_What you will do_:
Give back an exact copy of the lines in the records below, from the line that has "point(237, 258)" through the line that has "point(10, 175)", and nothing besides.

[Stored items from a collection]
☆ ☆ ☆ ☆ ☆ ☆ ☆

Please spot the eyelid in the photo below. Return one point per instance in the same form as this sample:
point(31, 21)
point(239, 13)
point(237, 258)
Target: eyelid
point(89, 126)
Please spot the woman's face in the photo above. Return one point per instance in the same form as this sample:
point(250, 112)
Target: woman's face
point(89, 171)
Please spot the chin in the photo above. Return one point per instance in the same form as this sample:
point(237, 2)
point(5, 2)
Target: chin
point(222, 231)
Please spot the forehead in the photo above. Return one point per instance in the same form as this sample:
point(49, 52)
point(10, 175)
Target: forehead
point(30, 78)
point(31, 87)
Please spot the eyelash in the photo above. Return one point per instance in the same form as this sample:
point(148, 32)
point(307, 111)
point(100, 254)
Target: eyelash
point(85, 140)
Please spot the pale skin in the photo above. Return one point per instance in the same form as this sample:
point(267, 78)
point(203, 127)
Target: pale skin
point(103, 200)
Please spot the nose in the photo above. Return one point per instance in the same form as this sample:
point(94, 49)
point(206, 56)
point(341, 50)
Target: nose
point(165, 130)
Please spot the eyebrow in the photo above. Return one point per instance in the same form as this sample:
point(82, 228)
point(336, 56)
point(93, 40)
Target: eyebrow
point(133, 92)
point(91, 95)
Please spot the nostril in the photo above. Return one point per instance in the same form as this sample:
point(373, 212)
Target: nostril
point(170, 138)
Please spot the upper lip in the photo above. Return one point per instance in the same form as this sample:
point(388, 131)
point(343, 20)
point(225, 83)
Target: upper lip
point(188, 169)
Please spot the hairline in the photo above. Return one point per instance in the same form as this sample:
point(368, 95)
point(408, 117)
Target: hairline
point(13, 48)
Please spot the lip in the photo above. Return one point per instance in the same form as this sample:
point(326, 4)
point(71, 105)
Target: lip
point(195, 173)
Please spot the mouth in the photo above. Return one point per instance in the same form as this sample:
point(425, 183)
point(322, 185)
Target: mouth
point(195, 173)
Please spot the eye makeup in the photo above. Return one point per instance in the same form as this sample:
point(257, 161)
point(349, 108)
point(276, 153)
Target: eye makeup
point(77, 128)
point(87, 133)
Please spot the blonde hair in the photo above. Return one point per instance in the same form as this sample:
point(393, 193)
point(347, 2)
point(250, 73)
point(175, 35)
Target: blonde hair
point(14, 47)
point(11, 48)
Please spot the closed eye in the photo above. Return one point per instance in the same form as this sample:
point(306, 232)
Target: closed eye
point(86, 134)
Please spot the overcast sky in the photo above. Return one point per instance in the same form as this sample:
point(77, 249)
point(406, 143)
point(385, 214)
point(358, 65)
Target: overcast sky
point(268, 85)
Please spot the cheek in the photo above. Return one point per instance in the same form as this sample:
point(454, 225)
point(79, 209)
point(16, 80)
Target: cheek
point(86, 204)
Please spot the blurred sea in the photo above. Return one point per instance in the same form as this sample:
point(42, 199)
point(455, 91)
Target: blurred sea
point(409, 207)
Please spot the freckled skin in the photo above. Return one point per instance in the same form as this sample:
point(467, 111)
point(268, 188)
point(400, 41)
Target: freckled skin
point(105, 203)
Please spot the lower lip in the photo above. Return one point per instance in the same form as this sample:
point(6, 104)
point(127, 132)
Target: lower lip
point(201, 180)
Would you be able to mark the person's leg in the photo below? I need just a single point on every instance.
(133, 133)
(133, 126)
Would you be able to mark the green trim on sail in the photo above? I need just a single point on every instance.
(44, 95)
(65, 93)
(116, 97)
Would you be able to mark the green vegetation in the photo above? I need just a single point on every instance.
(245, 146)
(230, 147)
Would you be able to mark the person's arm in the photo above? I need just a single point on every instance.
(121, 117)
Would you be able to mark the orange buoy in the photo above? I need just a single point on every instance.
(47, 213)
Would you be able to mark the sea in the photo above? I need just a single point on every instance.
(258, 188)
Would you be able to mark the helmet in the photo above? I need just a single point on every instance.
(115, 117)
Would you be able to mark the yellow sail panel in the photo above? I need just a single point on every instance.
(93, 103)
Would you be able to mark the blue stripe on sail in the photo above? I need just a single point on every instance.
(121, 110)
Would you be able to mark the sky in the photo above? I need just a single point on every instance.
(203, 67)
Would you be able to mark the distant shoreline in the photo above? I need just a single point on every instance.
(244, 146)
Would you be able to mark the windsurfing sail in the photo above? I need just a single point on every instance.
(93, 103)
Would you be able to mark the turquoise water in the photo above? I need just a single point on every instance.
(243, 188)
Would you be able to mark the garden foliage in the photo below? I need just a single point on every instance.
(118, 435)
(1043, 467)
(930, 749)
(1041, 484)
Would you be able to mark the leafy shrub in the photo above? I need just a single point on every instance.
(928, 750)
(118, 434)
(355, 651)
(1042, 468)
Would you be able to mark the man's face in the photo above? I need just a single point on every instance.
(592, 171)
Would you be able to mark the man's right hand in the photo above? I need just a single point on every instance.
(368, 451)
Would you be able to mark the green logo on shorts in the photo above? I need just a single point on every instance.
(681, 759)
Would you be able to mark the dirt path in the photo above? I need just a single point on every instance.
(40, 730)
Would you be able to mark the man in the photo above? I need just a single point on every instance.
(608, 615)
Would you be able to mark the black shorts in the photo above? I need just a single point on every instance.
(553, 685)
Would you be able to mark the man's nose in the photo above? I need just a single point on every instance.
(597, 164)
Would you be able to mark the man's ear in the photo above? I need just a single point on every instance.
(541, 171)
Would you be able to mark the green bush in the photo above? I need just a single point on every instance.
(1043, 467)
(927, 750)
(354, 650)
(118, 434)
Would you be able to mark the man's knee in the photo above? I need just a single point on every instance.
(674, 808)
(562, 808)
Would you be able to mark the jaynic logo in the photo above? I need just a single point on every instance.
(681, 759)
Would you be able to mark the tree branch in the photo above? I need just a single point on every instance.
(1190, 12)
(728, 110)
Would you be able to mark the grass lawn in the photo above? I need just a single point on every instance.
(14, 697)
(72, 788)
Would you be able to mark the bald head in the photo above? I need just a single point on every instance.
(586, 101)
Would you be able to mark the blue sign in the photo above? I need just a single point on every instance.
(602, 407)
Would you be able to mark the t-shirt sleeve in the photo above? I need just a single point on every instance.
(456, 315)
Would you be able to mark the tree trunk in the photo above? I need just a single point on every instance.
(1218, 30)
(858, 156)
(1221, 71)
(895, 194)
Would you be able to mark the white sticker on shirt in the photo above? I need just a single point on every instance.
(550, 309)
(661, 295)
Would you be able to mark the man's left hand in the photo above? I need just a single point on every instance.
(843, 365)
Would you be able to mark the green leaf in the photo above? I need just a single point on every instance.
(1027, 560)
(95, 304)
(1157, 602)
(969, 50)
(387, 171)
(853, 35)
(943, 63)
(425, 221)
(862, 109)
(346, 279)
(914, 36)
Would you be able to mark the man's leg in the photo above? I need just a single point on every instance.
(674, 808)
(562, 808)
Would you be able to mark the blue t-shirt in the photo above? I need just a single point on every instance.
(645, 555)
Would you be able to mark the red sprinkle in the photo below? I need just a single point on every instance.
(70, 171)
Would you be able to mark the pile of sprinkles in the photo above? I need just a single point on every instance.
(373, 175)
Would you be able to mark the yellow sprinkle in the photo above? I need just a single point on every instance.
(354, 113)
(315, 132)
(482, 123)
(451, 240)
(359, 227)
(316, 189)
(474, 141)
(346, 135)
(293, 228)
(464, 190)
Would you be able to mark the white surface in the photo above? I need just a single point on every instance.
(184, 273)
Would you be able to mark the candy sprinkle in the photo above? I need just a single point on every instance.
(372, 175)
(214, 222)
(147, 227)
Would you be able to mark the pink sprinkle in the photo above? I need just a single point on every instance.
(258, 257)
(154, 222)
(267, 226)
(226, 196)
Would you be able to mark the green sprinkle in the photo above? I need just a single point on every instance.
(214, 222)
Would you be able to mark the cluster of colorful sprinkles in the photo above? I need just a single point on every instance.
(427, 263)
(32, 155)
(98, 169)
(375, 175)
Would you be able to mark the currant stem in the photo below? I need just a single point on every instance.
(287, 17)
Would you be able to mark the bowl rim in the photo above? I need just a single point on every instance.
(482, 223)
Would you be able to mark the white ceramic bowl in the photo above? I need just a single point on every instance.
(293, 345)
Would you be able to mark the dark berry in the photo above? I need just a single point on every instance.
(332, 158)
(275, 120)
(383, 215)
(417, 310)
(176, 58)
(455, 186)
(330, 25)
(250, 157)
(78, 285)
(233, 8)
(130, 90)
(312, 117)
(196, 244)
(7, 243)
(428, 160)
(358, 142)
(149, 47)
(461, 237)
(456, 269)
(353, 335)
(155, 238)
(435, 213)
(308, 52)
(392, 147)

☆ ☆ ☆ ☆ ☆ ☆ ☆

_Solution_:
point(237, 258)
Target: eyelid
point(89, 126)
Please spot the woman's face in the photo above. Return one point per instance in the same form as this sample:
point(250, 112)
Target: woman's face
point(89, 171)
Please spot the chin in the photo above. Return one point per instance in the same form as this sample:
point(237, 2)
point(5, 2)
Target: chin
point(222, 231)
Please spot the forehead in the photo above. Return one point per instance in the same form as this sample:
point(49, 52)
point(10, 175)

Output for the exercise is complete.